(Beginning of Dataset entries)

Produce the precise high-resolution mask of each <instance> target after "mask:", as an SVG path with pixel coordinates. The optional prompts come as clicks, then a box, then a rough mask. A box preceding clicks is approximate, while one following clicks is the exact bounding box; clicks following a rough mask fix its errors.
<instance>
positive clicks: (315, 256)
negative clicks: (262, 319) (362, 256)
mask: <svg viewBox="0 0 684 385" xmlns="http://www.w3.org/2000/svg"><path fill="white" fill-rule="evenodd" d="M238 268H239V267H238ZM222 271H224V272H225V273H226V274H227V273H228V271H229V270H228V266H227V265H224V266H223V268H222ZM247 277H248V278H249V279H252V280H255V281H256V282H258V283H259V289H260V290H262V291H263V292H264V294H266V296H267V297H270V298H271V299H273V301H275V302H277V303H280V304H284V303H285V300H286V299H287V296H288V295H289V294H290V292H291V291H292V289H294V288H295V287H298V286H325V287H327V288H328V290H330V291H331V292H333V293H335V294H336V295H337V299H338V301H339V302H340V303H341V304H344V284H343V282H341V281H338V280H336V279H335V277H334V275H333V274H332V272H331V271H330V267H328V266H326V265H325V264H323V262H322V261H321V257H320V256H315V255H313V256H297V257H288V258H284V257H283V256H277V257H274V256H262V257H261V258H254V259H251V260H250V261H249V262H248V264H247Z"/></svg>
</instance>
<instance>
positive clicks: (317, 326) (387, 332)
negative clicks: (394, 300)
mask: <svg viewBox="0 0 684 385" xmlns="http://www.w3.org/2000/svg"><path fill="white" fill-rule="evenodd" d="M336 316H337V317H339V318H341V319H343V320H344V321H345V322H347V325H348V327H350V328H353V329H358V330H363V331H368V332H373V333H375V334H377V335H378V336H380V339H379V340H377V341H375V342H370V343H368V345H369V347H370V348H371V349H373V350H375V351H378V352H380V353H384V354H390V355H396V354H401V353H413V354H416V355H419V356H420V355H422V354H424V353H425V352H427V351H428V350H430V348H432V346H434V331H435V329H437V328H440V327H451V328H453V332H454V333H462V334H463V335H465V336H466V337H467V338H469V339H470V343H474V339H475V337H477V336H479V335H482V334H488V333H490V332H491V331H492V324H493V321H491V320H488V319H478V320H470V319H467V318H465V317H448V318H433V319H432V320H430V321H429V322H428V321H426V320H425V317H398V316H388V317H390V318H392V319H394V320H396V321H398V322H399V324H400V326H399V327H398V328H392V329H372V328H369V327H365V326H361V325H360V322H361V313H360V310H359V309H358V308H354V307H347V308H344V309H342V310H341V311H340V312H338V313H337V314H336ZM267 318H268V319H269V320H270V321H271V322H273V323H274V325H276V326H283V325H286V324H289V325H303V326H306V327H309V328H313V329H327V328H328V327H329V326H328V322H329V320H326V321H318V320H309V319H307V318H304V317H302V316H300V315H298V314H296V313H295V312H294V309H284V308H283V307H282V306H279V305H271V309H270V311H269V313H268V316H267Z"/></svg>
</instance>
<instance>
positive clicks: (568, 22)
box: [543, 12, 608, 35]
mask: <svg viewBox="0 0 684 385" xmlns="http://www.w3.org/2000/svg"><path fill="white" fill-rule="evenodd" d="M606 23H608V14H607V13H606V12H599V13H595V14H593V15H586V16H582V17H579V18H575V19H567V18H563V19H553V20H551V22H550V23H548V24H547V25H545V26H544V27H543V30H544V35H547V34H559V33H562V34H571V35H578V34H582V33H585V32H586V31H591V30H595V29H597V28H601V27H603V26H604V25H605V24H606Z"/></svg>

(End of Dataset entries)

### What this task involves:
Format the entries from the start through the line that contains "negative clicks: (262, 319) (362, 256)" as a numbered list, omitting any blank lines.

### Answer space:
1. Produce the precise high-resolution mask of each <instance> target after "mask:", as an SVG path with pixel coordinates. The optional prompts come as clicks, then a box, then a rough mask. A box preceding clicks is approximate, while one following clicks is the exact bounding box; clicks following a rough mask fix its errors.
2. <instance>
3. positive clicks: (315, 256)
4. negative clicks: (262, 319) (362, 256)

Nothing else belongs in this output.